--- BEGIN RECORDS SHOWN ---

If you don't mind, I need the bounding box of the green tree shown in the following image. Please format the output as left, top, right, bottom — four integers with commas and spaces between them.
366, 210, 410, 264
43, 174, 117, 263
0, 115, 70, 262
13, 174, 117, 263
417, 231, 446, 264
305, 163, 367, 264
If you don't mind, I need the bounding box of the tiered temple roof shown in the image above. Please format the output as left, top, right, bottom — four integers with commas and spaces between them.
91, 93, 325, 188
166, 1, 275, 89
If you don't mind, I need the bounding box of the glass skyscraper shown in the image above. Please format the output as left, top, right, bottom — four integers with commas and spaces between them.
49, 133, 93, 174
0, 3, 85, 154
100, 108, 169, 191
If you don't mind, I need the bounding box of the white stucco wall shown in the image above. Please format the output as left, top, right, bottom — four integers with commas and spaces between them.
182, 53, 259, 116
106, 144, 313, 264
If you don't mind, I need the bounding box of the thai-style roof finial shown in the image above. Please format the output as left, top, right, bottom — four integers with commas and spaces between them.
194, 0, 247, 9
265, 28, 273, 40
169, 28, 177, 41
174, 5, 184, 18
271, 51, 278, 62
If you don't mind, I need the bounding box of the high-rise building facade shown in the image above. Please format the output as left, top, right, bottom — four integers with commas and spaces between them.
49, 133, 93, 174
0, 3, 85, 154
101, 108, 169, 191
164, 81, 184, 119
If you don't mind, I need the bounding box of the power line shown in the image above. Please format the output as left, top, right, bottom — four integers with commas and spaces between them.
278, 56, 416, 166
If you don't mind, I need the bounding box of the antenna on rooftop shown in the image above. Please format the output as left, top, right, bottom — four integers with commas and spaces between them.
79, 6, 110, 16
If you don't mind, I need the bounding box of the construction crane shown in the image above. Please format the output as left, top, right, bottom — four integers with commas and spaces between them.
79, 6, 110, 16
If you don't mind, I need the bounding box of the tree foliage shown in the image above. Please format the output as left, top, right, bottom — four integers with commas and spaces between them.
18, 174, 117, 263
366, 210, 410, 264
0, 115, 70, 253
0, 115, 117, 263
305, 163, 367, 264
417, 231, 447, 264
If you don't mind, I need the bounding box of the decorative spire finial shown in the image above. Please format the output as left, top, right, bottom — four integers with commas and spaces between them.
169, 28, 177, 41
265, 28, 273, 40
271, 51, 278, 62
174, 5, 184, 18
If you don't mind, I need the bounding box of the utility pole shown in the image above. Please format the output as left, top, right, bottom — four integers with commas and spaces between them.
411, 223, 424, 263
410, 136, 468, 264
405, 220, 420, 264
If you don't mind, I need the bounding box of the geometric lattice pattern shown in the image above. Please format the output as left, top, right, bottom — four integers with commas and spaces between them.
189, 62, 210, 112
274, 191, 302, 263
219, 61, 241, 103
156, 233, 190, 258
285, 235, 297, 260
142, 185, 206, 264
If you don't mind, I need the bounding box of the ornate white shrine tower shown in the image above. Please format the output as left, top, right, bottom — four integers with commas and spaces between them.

--- END RECORDS SHOWN ---

**DIRECTIONS:** Word for word, quote the lines from the line containing "of the geometric" through the end of the material, both included, and nothing else.

**SOLUTION TO THE PROBLEM:**
If you don't mind, I need the bounding box of the geometric lattice pattern shown in the image above. Please format the output as left, top, right, bottom — four integers with commas and spaces between them.
189, 62, 210, 112
274, 191, 302, 263
219, 61, 241, 103
156, 233, 190, 258
285, 235, 297, 260
142, 185, 206, 264
If you don't mind, I need the bounding box of the ornate white shrine tower shown in the image above. Please format the output as left, top, right, bottom — four integers with commas and spaces between them.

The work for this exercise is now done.